Keywords: surgery; psychological consequences; behavioral medicine; illness behavior; verbal behavior; direct observation and measurement of behavior.


 

 

Desenvolvida primeiramente como uma ferramenta para pesquisas etológicas, observações diretas e medidas do comportamento (ODMC) mostraram-se um instrumento igualmente útil para a investigação do comportamento humano. Entre as suas características distintivas, a ODMC pede um mínimo de pressupostos teóricos e produz resultados firmemente baseados em dados empíricos. Investigações do comportamento dos organismos no seu ambiente natural, ou naquelas onde métodos não-invasivos são recomendados, são as mais indicadas para um estudo através da ODMC. (Altmann, 1965; Hutt & Hutt, 1970).

Taxonomias derivadas da ODMC são mais primitivas do que aquelas determinadas através da aplicação de conceitos teóricos mas, de um ponto de vista metodológico, tem sido considerado útil estabelecer primeiramente uma distinção, através de taxonomias mais simples, antes de tentar uma resolução maior, uma ordenação, através de proposições teoricamente orientadas (Beaugrand, 1988).

O comportamento verbal tem sido estudado através das mais variadas abordagens, desde estudos artísticos e religiosos até abordagens mais rigorosas. Por outro lado, são claras as vantagens em estudarmos o comportamento verbal como sendo equivalente a qualquer outro comportamento, tal como andar, pedir um favor, soluçar etc. Nessa concepção, é um objeto válido de investigação para o cientista do comportamento e, mais ainda nesse estudo, porque o comportamento verbal é o comportamento de maior freqüência e visibilidade no paciente acamado. O comportamento gestual é aqui considerado como comportamento verbal, ao qual é funcionalmente análogo e ao qual pode ser comparado numa análise pontual (Skinner, 1957; Mateo & Krezischek, 1992).

§ **LINHAS LISTADAS**:
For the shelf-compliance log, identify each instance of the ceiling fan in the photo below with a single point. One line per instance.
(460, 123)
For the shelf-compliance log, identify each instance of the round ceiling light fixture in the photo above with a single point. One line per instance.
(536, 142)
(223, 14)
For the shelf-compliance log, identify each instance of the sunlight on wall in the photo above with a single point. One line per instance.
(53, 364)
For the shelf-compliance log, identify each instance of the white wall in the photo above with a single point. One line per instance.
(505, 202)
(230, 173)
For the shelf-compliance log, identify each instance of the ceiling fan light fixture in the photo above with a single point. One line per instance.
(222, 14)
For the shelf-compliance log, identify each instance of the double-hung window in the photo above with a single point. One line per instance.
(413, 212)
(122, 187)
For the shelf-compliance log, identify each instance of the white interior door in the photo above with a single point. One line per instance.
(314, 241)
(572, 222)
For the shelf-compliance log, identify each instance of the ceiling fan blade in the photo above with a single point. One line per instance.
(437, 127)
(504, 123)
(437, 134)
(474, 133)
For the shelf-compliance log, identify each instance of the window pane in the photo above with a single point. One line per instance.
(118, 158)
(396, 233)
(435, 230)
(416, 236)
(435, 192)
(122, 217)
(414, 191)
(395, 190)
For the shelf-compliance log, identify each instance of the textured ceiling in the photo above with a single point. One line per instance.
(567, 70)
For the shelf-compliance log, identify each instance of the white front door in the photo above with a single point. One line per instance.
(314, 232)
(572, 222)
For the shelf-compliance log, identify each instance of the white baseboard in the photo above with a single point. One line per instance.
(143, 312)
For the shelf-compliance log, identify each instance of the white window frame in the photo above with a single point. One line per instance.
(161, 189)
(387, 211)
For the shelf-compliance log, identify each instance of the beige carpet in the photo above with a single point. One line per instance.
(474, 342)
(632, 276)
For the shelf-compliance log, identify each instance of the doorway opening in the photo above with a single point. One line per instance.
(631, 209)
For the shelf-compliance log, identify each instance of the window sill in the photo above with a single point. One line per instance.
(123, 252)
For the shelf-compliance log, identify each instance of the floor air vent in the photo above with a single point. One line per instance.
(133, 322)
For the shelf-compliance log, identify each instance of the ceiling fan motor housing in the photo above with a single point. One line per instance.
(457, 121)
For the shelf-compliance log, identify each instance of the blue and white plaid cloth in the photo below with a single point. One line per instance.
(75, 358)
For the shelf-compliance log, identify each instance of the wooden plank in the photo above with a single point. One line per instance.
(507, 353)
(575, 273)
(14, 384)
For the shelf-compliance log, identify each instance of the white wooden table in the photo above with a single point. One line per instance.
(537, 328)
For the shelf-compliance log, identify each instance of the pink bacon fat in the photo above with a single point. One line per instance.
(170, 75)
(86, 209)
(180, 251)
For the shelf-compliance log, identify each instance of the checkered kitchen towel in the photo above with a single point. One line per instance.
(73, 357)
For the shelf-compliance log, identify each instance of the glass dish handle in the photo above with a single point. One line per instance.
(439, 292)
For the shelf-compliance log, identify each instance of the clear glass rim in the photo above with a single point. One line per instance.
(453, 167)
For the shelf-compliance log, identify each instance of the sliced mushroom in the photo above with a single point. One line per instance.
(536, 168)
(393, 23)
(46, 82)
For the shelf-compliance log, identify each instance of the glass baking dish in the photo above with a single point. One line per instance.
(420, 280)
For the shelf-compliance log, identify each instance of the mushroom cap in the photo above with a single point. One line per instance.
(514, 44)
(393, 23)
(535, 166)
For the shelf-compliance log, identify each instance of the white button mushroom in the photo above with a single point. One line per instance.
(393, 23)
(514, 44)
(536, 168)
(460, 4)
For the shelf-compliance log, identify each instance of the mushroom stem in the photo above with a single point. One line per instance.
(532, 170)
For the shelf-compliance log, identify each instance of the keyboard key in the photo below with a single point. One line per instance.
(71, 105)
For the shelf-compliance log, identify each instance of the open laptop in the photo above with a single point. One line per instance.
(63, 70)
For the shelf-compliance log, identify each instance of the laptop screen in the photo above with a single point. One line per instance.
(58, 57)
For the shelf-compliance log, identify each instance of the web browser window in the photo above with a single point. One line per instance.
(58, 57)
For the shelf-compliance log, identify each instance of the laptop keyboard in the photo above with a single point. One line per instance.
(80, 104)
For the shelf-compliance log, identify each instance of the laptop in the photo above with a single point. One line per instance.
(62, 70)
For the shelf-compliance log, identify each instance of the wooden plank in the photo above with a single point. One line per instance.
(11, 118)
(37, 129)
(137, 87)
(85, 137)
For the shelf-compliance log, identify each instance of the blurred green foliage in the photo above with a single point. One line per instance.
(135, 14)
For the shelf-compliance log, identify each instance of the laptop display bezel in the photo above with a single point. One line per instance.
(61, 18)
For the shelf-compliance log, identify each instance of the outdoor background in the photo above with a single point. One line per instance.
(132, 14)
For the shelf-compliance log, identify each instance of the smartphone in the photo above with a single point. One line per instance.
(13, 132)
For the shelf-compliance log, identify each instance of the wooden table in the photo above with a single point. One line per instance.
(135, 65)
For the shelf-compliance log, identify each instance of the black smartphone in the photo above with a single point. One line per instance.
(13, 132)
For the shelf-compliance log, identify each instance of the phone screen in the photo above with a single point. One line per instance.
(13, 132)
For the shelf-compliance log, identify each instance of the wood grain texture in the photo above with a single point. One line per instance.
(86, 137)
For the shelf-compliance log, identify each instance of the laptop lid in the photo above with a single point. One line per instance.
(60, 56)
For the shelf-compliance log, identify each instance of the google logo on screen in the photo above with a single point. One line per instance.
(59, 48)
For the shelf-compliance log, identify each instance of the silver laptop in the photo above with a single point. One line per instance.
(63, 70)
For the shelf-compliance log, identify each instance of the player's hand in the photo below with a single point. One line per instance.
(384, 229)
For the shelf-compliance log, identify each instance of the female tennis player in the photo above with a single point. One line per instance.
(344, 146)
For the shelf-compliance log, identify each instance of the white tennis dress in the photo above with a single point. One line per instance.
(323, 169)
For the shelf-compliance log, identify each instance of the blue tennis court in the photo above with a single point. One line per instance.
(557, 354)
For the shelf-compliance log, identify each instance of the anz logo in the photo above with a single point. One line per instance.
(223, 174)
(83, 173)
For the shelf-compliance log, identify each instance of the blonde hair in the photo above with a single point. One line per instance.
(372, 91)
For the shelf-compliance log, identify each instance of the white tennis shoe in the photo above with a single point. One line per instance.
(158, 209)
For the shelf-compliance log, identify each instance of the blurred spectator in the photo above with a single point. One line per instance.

§ **SOBRE O EXERCÍCIO**: Retome o trecho sobre a observação direta do comportamento verbal e continue-o logo após a última frase apresentada.

§ **RESULTADO DA TAREFA**:
Dados originados de vários estudos indicam, repetida e consistentemente, que a terapia cirúrgica é uma fonte de perturbação psicológica (Johnston, 1986; Tune & Folstein, 1986; Gabriel, 1986; Goin & Goin, 1986; Holland & Jacobs, 1986; Heller & Cornfield, 1986; Ryan & Dennerstein, 1986). Além do estresse causado pela anestesia e pelos procedimentos cirúrgicos em si mesmos, existem evidências de que a cirurgia pode também resultar em estresse psicológico (Corenblum & Taylor, 1981).

Johnston (1986) lista 12 estudos realizados com o objetivo de verificar possíveis relações entre estados emocionais pré-cirúrgicos e a recuperação pós-cirúrgica. Nove desses 12 estudos mostram relações significativas entre o medo (da cirurgia), depressão e ansiedade pré-operatória, medidos no pré-cirúrgico, e o tempo de recuperação, o consumo de medicamentos, a dor e o incomodo [distress] pós-operatório, medidos no pós-cirúrgico.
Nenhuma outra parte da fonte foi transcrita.